Trecho:
..........
Reforma tributária complica regime de impostos nos primeiros anos



O caminho da transição para o novo regime tributário, previsto na regulamentação recém-aprovada pelo Congresso, será marcado por pressão inflacionária, turbulência e insegurança na gestão de dois sistemas completamente distintos. Por isso, embora a reforma tributária tenha buscado simplificar a legislação, a tendência é de que o regime de impostos fique mais complexo por alguns anos.

A partir dos testes que se iniciam em 2026 até a vigência integral, em 2033, as empresas terão de refazer planilhas de custos e o poder público, atualizar processos arrecadatórios, dentre várias outras alterações. Os obstáculos são vistos como incontornáveis para superar um sistema de tributação burocrático e avançar para um novo modelo mais transparente e isonômico.

A reforma tributária criou um novo modelo de taxação sobre o consumo, com a criação da Contribuição sobre Bens e Serviços (CBS), cuja arrecadação será da União, e o Imposto sobre Bens e Serviços (IBS), com arrecadação dividida entre estados e municípios. Do ponto de vista do consumidor, será visível nos preços os dois tributos juntos, que funcionarão como um Imposto sobre Valor Agregado (IVA) dual. Além disso, foi criado o Imposto Seletivo (IS), apelidado de “imposto do pecado”, uma sobretaxa nos itens considerados prejudiciais à saúde e ao meio ambiente.
..........
Exercício proposto:
Escreva a continuação do texto sobre a reforma tributária, começando logo após a última frase apresentada acima.
..........
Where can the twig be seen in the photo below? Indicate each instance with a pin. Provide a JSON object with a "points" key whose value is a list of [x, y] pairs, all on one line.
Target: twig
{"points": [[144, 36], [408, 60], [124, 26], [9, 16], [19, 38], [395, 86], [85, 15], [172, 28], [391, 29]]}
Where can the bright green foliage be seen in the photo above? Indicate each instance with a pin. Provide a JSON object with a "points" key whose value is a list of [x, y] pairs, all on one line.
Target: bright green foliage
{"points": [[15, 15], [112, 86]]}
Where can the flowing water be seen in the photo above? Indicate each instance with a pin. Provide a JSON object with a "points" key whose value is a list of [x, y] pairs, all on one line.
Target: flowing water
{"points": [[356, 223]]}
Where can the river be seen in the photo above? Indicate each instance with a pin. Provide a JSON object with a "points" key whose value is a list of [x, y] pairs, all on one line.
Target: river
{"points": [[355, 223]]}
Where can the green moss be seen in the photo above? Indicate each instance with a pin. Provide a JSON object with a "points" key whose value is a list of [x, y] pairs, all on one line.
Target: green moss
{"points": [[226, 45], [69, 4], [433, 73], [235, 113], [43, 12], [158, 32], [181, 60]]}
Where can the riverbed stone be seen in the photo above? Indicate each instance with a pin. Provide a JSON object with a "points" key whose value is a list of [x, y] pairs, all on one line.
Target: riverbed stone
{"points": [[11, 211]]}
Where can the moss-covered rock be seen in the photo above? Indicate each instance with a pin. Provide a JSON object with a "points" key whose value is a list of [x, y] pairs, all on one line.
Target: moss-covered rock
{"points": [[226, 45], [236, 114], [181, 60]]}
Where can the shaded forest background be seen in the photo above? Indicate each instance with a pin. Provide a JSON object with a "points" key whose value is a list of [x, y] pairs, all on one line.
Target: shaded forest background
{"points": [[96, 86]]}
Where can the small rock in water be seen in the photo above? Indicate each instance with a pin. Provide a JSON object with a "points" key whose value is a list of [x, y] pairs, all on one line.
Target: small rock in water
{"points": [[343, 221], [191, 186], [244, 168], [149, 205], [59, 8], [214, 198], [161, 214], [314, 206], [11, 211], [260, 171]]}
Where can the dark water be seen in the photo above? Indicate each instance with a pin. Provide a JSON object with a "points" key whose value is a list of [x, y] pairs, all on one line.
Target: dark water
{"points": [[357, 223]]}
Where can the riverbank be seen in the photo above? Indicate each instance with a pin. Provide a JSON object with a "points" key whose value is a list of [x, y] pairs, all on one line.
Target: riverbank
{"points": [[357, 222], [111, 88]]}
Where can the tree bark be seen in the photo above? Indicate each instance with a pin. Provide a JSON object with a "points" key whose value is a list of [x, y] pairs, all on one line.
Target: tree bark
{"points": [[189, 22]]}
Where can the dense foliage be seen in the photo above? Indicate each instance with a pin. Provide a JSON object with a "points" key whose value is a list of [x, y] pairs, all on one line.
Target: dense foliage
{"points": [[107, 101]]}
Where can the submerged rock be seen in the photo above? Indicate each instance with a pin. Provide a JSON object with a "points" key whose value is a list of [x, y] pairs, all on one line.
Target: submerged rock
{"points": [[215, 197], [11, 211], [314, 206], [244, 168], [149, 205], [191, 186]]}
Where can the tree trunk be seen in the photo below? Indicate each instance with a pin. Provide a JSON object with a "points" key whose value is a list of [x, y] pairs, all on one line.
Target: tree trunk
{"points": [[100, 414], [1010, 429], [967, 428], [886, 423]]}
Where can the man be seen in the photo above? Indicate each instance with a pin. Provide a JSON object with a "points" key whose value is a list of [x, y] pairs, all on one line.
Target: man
..........
Resposta:
A partir de 2027 deixam de existir o PIS/Cofins, o Imposto sobre Operações Financeiras (IOF) para o setor de seguros e o Imposto sobre Produtos Industrializados (IPI) para grande parte da operação fabril – ele permanece para produtos com similares produzidos na Zona Franca de Manaus. A transição será concluída em 2033, com a extinção total do ICMS (estadual) e ISS (municipal). As regras gerais foram aprovadas pelo Congresso no Projeto de Lei Complementar nº 68/24, complementando a Emenda Constitucional 132/2023, que instituiu a reforma tributária.

Os detalhes sobre o compartilhamento dos tributos e as alíquotas precisam ainda ser definidos em 2025, por meio de outras leis complementares. O pontapé nos trabalhos será dado por um Comitê Gestor Temporário, prevista na regulamentação aprovada pelo Congresso. Em 2026 ocorrem os testes da reforma: as empresas devem recolher os tributos como fazem atualmente, mas terão de emitir nota fiscal com os valores destacados de 0,9% do CBS e 0,1% de IBS. Com isso, a administração pública vai verificar se são necessários ajustes ou alterações no sistema. A partir de 2027 o CBS passa a ser integralmente cobrado, e o IBS, gradualmente.

“É uma grande revolução e vai mudar principalmente para o regime de caixa das empresas”, diz a advogada Claudia Pavan, consultora jurídica da Abagge Advogados. Hoje, a empresa primeiro fatura e depois recolhe os tributos. A reforma prevê a tecnologia split payment, um sistema parecido com a forma que funciona o cartão de crédito, explica ela.

Em uma compra de R$ 100, por exemplo, o lojista fica com R$ 90 e a operadora do cartão, com R$ 10 de taxa. “Vai ser a mesma coisa. A empresa vai receber o valor líquido dos impostos que vão ser separados pela instituição financeira e distribuídos ao ente público. Aquele caixa que permanecia com a empresa até a data de recolhimento do tributo deixa de existir. Mas continuarão as outras obrigações, como salário, imposto de renda”, observa.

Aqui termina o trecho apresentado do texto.